Exercise:
Could you write out, word for word, each line from the one containing "grass pitch, which" to the last line of the data below, both included and nothing more?

### Dataset content

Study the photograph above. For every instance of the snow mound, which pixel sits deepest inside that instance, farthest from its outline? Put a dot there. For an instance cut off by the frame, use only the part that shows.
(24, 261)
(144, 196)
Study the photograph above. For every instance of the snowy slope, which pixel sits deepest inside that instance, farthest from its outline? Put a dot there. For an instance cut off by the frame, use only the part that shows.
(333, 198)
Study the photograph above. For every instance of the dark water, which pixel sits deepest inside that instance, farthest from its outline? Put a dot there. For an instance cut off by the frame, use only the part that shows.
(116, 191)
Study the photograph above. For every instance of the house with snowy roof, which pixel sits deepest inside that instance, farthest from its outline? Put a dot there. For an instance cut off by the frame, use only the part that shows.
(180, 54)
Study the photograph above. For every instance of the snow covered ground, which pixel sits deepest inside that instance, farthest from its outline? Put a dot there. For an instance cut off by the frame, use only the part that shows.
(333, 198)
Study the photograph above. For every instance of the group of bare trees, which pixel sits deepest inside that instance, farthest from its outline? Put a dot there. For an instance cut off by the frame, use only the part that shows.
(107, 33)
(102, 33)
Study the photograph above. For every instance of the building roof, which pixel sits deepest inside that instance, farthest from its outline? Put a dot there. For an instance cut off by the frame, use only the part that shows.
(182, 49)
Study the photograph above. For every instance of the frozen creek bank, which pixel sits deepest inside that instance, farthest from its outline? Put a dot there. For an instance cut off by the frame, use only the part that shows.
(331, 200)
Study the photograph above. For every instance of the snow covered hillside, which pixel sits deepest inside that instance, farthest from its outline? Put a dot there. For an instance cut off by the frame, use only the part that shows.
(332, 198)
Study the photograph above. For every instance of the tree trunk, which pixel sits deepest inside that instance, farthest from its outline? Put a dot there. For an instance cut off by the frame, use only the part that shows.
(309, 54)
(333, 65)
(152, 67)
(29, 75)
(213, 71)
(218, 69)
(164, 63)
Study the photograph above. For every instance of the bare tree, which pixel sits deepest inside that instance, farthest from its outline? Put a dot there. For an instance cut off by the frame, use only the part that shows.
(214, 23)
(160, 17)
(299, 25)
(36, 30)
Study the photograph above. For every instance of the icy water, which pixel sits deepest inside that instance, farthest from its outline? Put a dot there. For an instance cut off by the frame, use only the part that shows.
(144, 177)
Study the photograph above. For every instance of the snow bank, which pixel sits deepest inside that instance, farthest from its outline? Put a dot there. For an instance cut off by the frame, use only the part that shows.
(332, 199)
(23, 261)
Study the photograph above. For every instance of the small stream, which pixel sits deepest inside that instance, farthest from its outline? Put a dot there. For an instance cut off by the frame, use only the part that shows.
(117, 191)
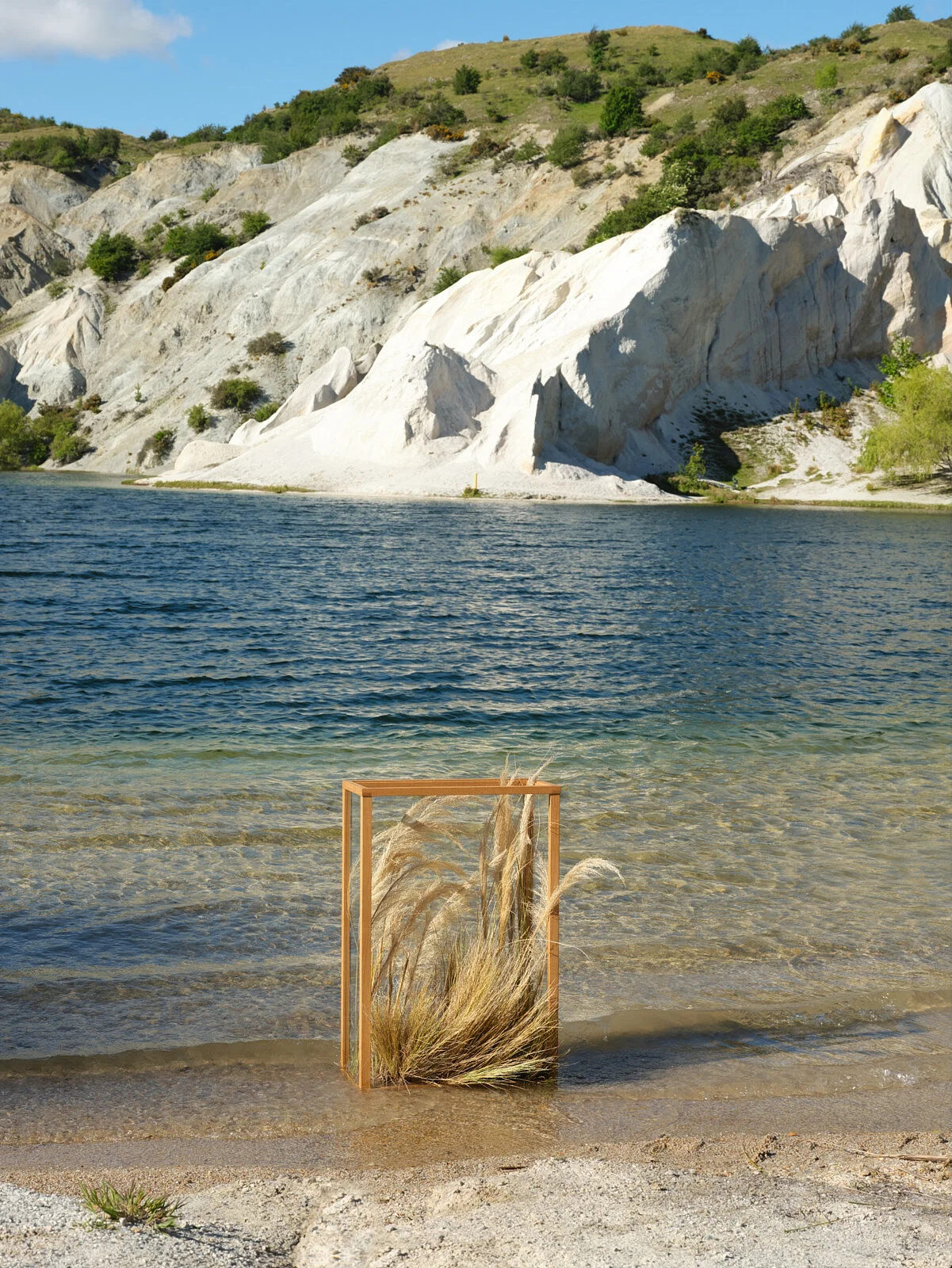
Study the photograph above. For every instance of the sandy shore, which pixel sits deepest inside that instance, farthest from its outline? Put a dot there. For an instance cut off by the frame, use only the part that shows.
(790, 1200)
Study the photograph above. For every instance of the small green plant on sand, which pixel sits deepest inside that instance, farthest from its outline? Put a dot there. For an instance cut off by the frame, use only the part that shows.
(446, 277)
(459, 955)
(132, 1206)
(235, 393)
(690, 477)
(198, 418)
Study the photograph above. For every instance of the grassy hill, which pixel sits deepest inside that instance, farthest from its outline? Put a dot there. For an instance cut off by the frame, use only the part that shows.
(676, 73)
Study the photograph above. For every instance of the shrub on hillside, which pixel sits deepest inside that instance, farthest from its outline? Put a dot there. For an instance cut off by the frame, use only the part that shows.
(918, 441)
(621, 109)
(70, 152)
(235, 393)
(579, 86)
(440, 112)
(331, 112)
(465, 80)
(196, 243)
(272, 344)
(448, 277)
(199, 418)
(698, 166)
(159, 445)
(568, 146)
(598, 48)
(112, 257)
(553, 61)
(203, 133)
(254, 223)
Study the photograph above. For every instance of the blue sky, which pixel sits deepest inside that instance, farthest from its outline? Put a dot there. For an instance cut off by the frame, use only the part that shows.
(140, 65)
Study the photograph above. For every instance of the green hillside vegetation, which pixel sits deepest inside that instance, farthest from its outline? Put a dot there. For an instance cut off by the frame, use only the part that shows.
(93, 155)
(713, 109)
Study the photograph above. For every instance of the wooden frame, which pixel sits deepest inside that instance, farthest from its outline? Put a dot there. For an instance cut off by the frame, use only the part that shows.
(369, 789)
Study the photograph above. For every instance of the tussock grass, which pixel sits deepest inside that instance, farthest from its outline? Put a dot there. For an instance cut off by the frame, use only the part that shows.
(131, 1206)
(459, 992)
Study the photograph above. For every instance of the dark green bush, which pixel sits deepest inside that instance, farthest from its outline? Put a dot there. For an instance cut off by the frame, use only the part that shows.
(331, 112)
(465, 80)
(579, 86)
(199, 418)
(235, 393)
(207, 132)
(19, 445)
(440, 112)
(621, 109)
(273, 344)
(75, 154)
(553, 61)
(351, 75)
(568, 146)
(445, 278)
(159, 445)
(112, 257)
(698, 166)
(196, 243)
(254, 223)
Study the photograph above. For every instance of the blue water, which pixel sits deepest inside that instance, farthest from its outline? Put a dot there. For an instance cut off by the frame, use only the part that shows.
(748, 709)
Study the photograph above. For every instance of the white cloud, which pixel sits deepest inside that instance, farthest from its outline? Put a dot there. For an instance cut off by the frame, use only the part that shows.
(88, 29)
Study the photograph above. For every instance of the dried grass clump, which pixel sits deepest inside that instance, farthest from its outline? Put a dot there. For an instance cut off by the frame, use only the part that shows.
(459, 992)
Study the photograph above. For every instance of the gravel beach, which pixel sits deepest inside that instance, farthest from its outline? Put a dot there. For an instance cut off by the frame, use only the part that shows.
(768, 1201)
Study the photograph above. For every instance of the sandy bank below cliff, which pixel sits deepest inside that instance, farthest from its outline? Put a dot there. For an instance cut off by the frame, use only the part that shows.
(747, 1202)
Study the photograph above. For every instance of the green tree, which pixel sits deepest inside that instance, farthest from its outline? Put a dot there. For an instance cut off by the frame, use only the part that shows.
(918, 441)
(568, 146)
(197, 241)
(235, 393)
(621, 109)
(445, 278)
(112, 257)
(254, 223)
(465, 80)
(579, 86)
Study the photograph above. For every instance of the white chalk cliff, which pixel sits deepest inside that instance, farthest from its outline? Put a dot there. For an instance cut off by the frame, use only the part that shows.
(560, 373)
(562, 365)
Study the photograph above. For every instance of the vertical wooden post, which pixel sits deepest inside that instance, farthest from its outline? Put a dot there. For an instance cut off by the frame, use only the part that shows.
(345, 930)
(552, 934)
(364, 965)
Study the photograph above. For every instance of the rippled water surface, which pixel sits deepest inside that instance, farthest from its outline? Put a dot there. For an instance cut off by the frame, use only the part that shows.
(748, 709)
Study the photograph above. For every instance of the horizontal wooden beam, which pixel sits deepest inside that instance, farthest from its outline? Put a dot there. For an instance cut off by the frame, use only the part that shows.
(448, 788)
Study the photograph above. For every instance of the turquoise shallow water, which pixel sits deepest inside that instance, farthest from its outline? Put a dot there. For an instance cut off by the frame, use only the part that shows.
(748, 708)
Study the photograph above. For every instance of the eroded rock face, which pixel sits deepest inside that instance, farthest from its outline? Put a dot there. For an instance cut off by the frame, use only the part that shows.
(556, 367)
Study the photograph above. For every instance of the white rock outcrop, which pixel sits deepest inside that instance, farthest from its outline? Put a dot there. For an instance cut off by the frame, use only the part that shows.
(596, 361)
(558, 373)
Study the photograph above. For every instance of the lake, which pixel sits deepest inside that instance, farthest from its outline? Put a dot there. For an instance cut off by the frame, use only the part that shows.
(748, 709)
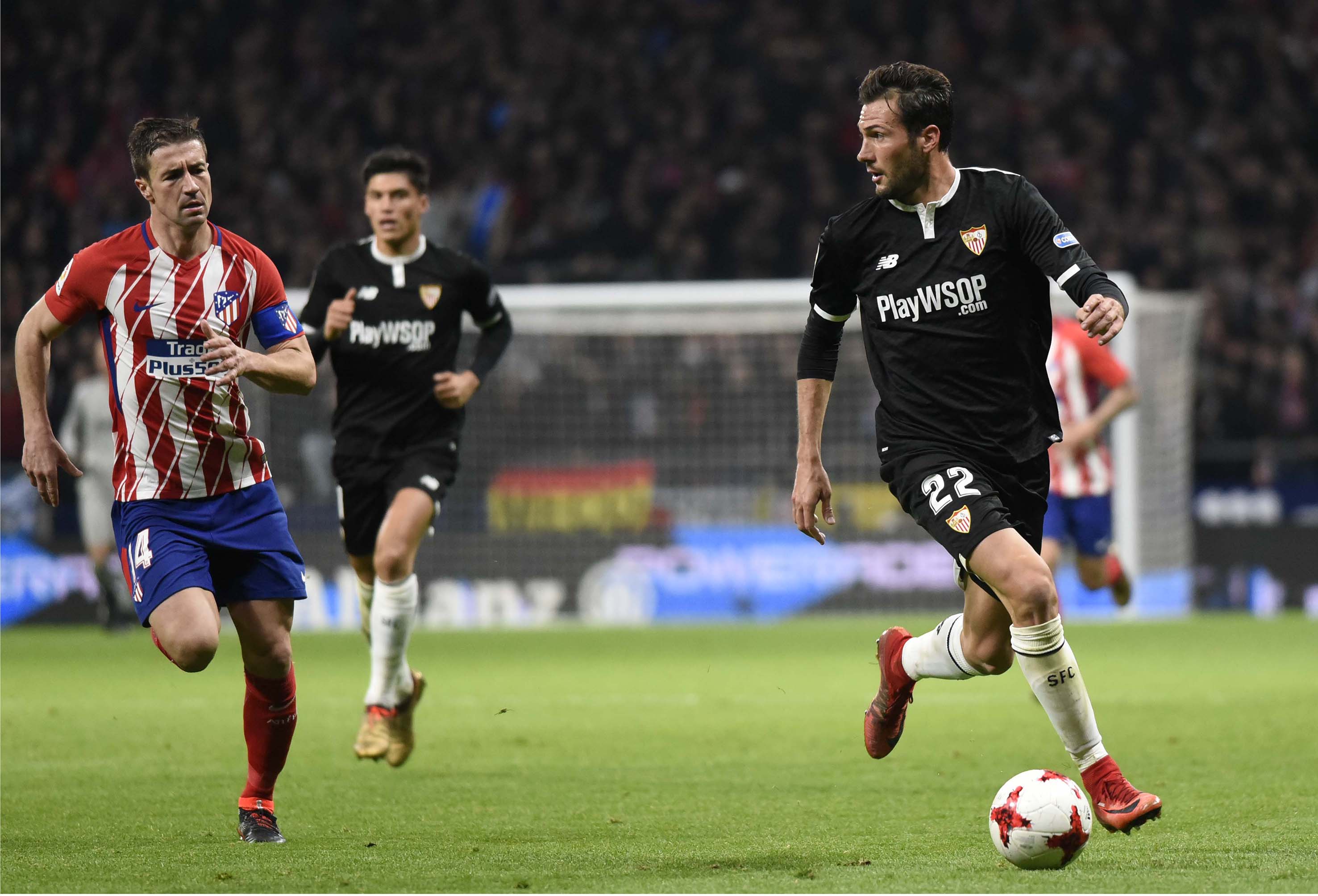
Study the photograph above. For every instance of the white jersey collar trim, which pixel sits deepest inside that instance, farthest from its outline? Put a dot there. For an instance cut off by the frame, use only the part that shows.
(400, 260)
(943, 201)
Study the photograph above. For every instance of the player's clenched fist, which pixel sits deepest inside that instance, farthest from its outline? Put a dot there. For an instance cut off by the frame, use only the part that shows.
(339, 315)
(42, 459)
(234, 360)
(812, 488)
(1101, 317)
(453, 390)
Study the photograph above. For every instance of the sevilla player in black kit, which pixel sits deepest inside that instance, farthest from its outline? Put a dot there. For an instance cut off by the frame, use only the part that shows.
(951, 270)
(389, 310)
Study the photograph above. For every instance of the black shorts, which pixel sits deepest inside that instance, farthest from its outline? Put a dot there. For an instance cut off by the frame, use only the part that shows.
(961, 500)
(367, 487)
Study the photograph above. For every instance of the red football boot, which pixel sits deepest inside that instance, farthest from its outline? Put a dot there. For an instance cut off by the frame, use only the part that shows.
(1118, 580)
(1117, 804)
(886, 716)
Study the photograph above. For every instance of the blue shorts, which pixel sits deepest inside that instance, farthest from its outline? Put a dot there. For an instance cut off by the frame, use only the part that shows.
(235, 546)
(1086, 521)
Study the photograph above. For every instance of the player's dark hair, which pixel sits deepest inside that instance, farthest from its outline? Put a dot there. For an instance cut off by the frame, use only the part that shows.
(399, 160)
(151, 135)
(923, 94)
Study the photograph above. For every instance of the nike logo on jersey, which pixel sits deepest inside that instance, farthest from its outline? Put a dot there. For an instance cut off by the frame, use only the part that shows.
(963, 294)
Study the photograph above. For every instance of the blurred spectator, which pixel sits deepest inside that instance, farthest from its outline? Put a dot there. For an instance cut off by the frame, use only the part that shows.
(698, 139)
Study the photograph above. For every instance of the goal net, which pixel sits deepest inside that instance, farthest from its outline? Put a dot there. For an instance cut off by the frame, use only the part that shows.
(632, 459)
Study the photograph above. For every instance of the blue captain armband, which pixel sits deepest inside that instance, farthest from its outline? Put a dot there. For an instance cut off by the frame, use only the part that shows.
(276, 324)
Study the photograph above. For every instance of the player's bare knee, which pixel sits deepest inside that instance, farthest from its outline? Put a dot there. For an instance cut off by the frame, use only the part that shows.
(989, 655)
(194, 651)
(1031, 595)
(277, 659)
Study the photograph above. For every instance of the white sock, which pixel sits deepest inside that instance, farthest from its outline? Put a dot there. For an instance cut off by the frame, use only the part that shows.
(938, 654)
(393, 613)
(366, 592)
(1053, 675)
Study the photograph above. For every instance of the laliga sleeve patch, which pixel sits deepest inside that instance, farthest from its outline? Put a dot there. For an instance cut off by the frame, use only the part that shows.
(60, 284)
(276, 324)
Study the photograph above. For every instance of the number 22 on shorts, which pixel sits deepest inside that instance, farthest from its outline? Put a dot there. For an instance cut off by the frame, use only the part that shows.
(934, 485)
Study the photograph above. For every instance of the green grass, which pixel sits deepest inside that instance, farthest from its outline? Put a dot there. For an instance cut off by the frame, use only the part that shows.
(665, 759)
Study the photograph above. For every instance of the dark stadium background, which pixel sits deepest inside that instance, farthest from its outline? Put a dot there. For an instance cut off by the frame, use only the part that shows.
(702, 140)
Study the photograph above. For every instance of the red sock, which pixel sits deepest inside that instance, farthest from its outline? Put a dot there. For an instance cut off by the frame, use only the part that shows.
(269, 717)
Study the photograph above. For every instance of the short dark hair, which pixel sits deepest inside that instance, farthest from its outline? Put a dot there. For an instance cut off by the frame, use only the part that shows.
(399, 160)
(151, 135)
(924, 97)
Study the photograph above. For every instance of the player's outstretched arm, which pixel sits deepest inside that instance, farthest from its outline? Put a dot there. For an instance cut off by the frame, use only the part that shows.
(285, 368)
(42, 455)
(812, 485)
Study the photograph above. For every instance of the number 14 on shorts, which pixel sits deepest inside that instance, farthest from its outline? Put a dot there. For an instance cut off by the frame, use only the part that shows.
(140, 555)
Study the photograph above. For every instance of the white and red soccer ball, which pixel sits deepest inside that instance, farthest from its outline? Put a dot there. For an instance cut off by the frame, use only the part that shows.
(1040, 820)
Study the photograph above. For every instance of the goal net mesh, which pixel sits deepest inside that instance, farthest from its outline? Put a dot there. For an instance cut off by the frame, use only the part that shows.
(632, 458)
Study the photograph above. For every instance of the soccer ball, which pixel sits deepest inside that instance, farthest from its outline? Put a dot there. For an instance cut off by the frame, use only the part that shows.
(1040, 820)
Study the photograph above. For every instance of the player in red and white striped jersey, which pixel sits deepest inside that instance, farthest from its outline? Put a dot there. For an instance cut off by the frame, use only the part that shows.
(1080, 506)
(195, 514)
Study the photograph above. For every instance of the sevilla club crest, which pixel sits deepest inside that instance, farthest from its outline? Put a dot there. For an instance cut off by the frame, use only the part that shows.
(430, 294)
(976, 239)
(960, 521)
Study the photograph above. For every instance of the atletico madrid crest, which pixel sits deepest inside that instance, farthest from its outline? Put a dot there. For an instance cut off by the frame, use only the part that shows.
(976, 239)
(430, 294)
(227, 306)
(960, 521)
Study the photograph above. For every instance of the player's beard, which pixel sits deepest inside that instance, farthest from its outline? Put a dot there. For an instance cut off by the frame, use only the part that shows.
(905, 177)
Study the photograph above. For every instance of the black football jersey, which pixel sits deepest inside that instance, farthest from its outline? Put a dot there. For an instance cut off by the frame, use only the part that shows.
(955, 307)
(405, 328)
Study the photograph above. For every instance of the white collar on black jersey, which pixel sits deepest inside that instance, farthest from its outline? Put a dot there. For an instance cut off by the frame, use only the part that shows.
(927, 209)
(404, 260)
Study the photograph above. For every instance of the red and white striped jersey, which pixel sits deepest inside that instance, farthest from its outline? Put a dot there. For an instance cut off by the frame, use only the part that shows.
(1077, 365)
(177, 434)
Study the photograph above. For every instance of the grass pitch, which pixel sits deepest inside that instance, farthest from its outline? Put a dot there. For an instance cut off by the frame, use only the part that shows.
(666, 759)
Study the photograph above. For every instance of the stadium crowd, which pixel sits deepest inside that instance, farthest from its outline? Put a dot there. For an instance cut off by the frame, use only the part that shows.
(694, 139)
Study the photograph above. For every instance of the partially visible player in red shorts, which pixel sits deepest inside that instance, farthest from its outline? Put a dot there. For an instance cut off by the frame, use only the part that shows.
(197, 518)
(1080, 496)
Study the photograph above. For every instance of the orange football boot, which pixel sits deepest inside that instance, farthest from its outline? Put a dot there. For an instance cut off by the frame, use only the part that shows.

######

Reply:
Study the photograph above. For every instance of the grass pitch, which pixel sits deepest inside that instance, farthest from its outline? Put a dot there. For an instance cut off by the frame, use only the part that shows.
(666, 759)
Study the photograph above. For every instance of the stadium crowd, which pixel sits deepest inside that instance, farthest from its outline? Put a dot there. For an instance cut off by the frame, use only the part that shows.
(694, 139)
Study the photograph above. For every instance of the partially visible player in red shorts, which pixel sits deepest inside that instance, farthest from its outline? Put a dot there. For an instance cut off by the frame, use only the part that shows.
(197, 518)
(1080, 496)
Study the photograph above. For every instance of the orange football boot, which pixel sits deepest inside that instance, farthest from its outline? Put a dot there. For an instance cut off by the frame, use only the part that shows.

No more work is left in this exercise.